● **STORED RECORDS**
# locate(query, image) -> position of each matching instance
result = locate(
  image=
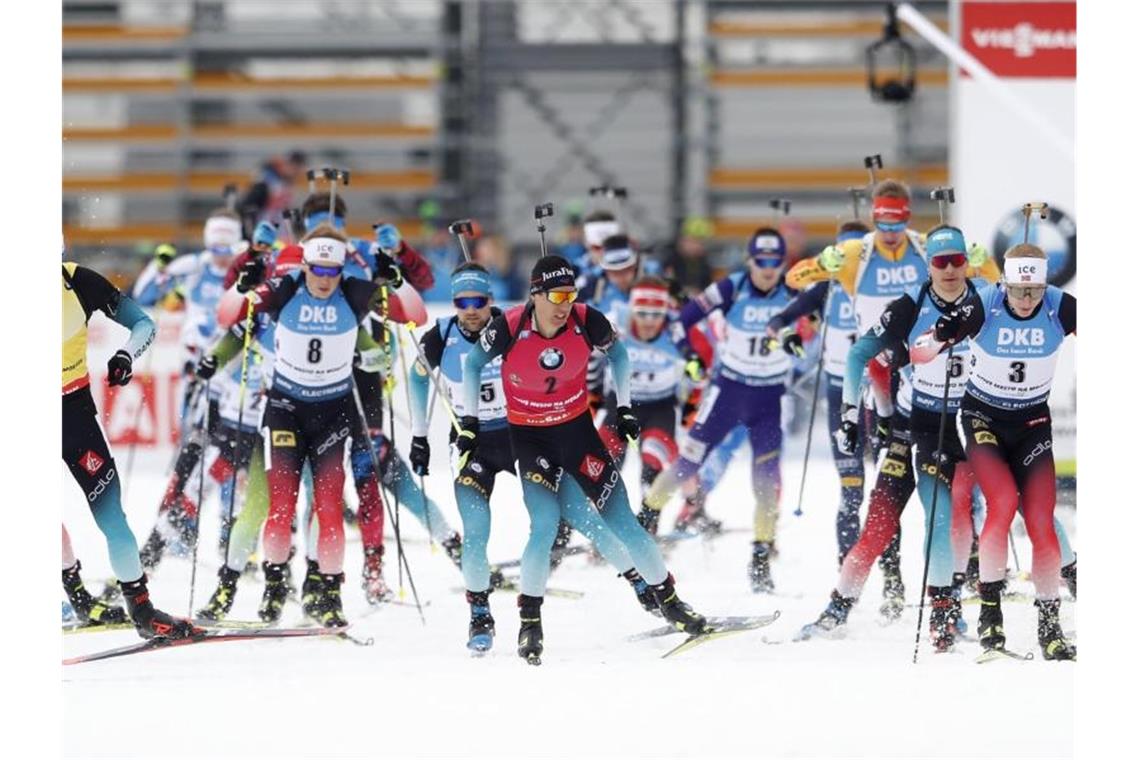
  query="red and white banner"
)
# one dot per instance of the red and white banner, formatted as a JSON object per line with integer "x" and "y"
{"x": 998, "y": 162}
{"x": 1022, "y": 39}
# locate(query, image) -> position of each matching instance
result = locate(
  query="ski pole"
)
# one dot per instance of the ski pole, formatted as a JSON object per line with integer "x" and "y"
{"x": 815, "y": 401}
{"x": 407, "y": 395}
{"x": 228, "y": 526}
{"x": 934, "y": 498}
{"x": 202, "y": 485}
{"x": 402, "y": 561}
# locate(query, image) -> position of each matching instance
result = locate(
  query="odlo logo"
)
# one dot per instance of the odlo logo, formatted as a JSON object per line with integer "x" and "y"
{"x": 90, "y": 462}
{"x": 592, "y": 467}
{"x": 551, "y": 358}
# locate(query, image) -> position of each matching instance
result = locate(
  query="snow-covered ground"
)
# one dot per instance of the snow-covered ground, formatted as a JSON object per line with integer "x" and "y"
{"x": 416, "y": 692}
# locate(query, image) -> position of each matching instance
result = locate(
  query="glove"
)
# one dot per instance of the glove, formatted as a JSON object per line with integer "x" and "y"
{"x": 648, "y": 517}
{"x": 208, "y": 366}
{"x": 831, "y": 259}
{"x": 388, "y": 269}
{"x": 949, "y": 327}
{"x": 420, "y": 455}
{"x": 977, "y": 254}
{"x": 119, "y": 368}
{"x": 251, "y": 274}
{"x": 689, "y": 413}
{"x": 163, "y": 255}
{"x": 388, "y": 238}
{"x": 694, "y": 367}
{"x": 848, "y": 430}
{"x": 595, "y": 400}
{"x": 265, "y": 235}
{"x": 792, "y": 343}
{"x": 627, "y": 424}
{"x": 466, "y": 441}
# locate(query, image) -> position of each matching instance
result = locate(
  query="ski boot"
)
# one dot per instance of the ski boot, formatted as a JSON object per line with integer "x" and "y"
{"x": 276, "y": 591}
{"x": 991, "y": 624}
{"x": 675, "y": 611}
{"x": 759, "y": 571}
{"x": 454, "y": 547}
{"x": 151, "y": 622}
{"x": 942, "y": 626}
{"x": 330, "y": 612}
{"x": 1068, "y": 572}
{"x": 372, "y": 580}
{"x": 481, "y": 629}
{"x": 649, "y": 517}
{"x": 530, "y": 631}
{"x": 643, "y": 591}
{"x": 222, "y": 599}
{"x": 894, "y": 593}
{"x": 1050, "y": 636}
{"x": 311, "y": 589}
{"x": 831, "y": 621}
{"x": 693, "y": 517}
{"x": 87, "y": 609}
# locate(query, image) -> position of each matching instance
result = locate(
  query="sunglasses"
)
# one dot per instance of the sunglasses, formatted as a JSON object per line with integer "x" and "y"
{"x": 1026, "y": 291}
{"x": 562, "y": 296}
{"x": 890, "y": 227}
{"x": 954, "y": 260}
{"x": 471, "y": 302}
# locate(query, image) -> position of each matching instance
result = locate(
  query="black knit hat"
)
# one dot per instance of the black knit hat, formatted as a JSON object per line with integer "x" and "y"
{"x": 551, "y": 272}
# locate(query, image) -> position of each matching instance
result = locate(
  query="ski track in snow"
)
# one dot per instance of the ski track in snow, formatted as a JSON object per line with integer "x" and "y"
{"x": 417, "y": 693}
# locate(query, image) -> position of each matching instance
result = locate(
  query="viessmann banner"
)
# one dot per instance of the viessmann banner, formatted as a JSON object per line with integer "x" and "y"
{"x": 1000, "y": 162}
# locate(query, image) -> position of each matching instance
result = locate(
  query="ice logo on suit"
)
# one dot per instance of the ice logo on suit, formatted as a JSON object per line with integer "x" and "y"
{"x": 551, "y": 358}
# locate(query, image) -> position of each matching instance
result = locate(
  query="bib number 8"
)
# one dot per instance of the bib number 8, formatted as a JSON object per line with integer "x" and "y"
{"x": 1017, "y": 372}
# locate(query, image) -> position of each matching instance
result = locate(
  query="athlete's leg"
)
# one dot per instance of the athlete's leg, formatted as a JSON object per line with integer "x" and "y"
{"x": 583, "y": 517}
{"x": 851, "y": 473}
{"x": 473, "y": 488}
{"x": 283, "y": 449}
{"x": 1036, "y": 477}
{"x": 766, "y": 439}
{"x": 84, "y": 451}
{"x": 893, "y": 487}
{"x": 243, "y": 539}
{"x": 326, "y": 454}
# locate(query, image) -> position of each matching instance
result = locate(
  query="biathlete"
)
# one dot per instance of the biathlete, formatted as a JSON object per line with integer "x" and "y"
{"x": 446, "y": 346}
{"x": 1007, "y": 430}
{"x": 84, "y": 449}
{"x": 748, "y": 380}
{"x": 545, "y": 345}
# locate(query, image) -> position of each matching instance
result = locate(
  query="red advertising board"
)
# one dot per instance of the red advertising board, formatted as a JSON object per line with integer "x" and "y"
{"x": 1022, "y": 39}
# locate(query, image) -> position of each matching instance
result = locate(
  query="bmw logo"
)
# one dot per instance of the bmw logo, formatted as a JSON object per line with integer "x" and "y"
{"x": 551, "y": 358}
{"x": 1056, "y": 235}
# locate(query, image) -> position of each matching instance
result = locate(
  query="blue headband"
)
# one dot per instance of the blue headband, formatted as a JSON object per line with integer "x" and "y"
{"x": 471, "y": 280}
{"x": 315, "y": 219}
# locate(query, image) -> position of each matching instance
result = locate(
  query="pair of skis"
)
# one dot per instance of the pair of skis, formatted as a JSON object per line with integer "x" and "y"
{"x": 225, "y": 631}
{"x": 715, "y": 628}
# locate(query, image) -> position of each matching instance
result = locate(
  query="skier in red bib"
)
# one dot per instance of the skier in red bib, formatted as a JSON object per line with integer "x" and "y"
{"x": 545, "y": 345}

● **WRITTEN REQUEST**
Except for the pictures, copy the material above exactly.

● **ANSWER TO THE EXERCISE**
# locate(query, image) -> position of each matching instance
result = locate(
  image=
  query="red and white banner"
)
# one dot per instance of the red and white banner, formatted as a JSON object per line with integer "x" and "y"
{"x": 998, "y": 162}
{"x": 1022, "y": 39}
# locate(query, image) -> position of each matching instance
result = locate(
  query="ski pole"
)
# one dot per instance of the ski pole, formatted as a JSON object per line with integer "x" and "y"
{"x": 815, "y": 401}
{"x": 407, "y": 395}
{"x": 228, "y": 526}
{"x": 934, "y": 498}
{"x": 202, "y": 485}
{"x": 402, "y": 561}
# locate(query, image) -> position of each matching instance
result = locate(
  query="odlo logo"
)
# one dot per instance of the odlo logo, formatted as a JSON object per line with integer "x" and "y"
{"x": 90, "y": 462}
{"x": 592, "y": 467}
{"x": 551, "y": 358}
# locate(query, image) -> position of each matching instance
result = locate(
  query="snow-covered ground"
)
# one dot per instance of the snow-covered ground, formatted as a JSON object per line with integer "x" and "y"
{"x": 416, "y": 692}
# locate(query, image) -> position of each matching instance
result = locate(
  query="glove"
)
# one dot per instance of the glove, formatted as a JSON object per line with integer "x" and "y"
{"x": 648, "y": 517}
{"x": 208, "y": 366}
{"x": 831, "y": 259}
{"x": 388, "y": 269}
{"x": 949, "y": 327}
{"x": 420, "y": 455}
{"x": 977, "y": 254}
{"x": 119, "y": 368}
{"x": 251, "y": 274}
{"x": 689, "y": 413}
{"x": 163, "y": 255}
{"x": 388, "y": 238}
{"x": 694, "y": 367}
{"x": 848, "y": 430}
{"x": 595, "y": 400}
{"x": 265, "y": 235}
{"x": 792, "y": 343}
{"x": 627, "y": 424}
{"x": 466, "y": 441}
# locate(query, image) -> position of each matching instance
result = locate(
  query="ski boot"
)
# one dot per instance of the ski boot, formatted as a JSON object per line with integer "x" and "y"
{"x": 276, "y": 591}
{"x": 991, "y": 624}
{"x": 675, "y": 611}
{"x": 759, "y": 571}
{"x": 454, "y": 547}
{"x": 151, "y": 622}
{"x": 942, "y": 626}
{"x": 330, "y": 612}
{"x": 1068, "y": 572}
{"x": 372, "y": 580}
{"x": 481, "y": 629}
{"x": 649, "y": 517}
{"x": 530, "y": 631}
{"x": 643, "y": 591}
{"x": 222, "y": 599}
{"x": 894, "y": 593}
{"x": 1050, "y": 636}
{"x": 311, "y": 589}
{"x": 831, "y": 621}
{"x": 693, "y": 517}
{"x": 87, "y": 609}
# locate(query, image) -> position of each matching instance
result = locate(
  query="sunglasses"
)
# one dot per instance of the sunglasses, formatted as a JSON object per line with integer "x" and "y"
{"x": 1026, "y": 291}
{"x": 562, "y": 296}
{"x": 890, "y": 227}
{"x": 954, "y": 260}
{"x": 471, "y": 302}
# locate(query, image) -> position of each matching instance
result = locate(
  query="black knit hat"
)
# one dot per instance of the black knit hat, formatted as a JSON object per line with integer "x" and "y"
{"x": 551, "y": 272}
# locate(query, image) -> position of each matching instance
result = locate(
  query="ski track in snow"
)
# one dot per instance of the ski track in snow, formatted as a JSON object per line with integer "x" and "y"
{"x": 417, "y": 693}
# locate(query, image) -> position of each matching instance
result = locate(
  query="viessmann banner"
)
# one dot per instance of the viessmann banner, formatted as a JSON object per line with integer "x" and "y"
{"x": 1000, "y": 162}
# locate(query, image) -> position of each matching instance
result = locate(
  query="ice logo on suit"
)
# one dot per instance of the ice logo on suit, formatted as a JSON object per line with integer "x" and "y"
{"x": 551, "y": 358}
# locate(query, image) -> position of each matching instance
result = locate(
  query="bib number 8"
)
# one dot per instance of the bib number 8, formatted as a JSON object per line with integer "x" and "y"
{"x": 1017, "y": 372}
# locate(query, image) -> position of each matching instance
result = locate(
  query="athlete's leg"
)
# one dot per instance of the athlete's leg, formatted as a JSON object per line with integer "x" and "y"
{"x": 583, "y": 517}
{"x": 851, "y": 473}
{"x": 473, "y": 488}
{"x": 283, "y": 449}
{"x": 1036, "y": 477}
{"x": 766, "y": 439}
{"x": 84, "y": 451}
{"x": 893, "y": 487}
{"x": 243, "y": 539}
{"x": 326, "y": 454}
# locate(query, image) -> position of each matching instance
result = locate(
  query="biathlete"
)
# one dot per instance of the biathlete, formatted as a JSON object per line with integer "x" and "y"
{"x": 446, "y": 346}
{"x": 1007, "y": 430}
{"x": 84, "y": 449}
{"x": 748, "y": 380}
{"x": 545, "y": 345}
# locate(query, image) -> position of each matching instance
result = locate(
  query="red advertising board"
)
# one dot per instance of the red advertising board, formatted as a JSON object per line with integer "x" and "y"
{"x": 1022, "y": 39}
# locate(query, image) -> position of each matching instance
result = locate(
  query="bmw logo"
)
# one dot per instance of the bmw logo, formatted as a JSON object per line with integer "x" and "y"
{"x": 551, "y": 358}
{"x": 1056, "y": 235}
# locate(query, image) -> position of each matching instance
result = locate(
  query="blue headband"
)
# one dot per instance of the blue headband, formatted as a JSON object per line with integer "x" and "y"
{"x": 471, "y": 280}
{"x": 315, "y": 219}
# locate(query, image) -> position of each matching instance
result = locate(
  query="pair of skis"
)
# one dot per instance of the pair of skis, formatted as a JSON object per line with integer "x" and "y"
{"x": 225, "y": 631}
{"x": 715, "y": 628}
# locate(query, image) -> position of each matching instance
result = locate(
  query="skier in red bib"
)
# one dot per instance of the skier in red bib, formatted as a JSON object per line with integer "x" and "y"
{"x": 545, "y": 345}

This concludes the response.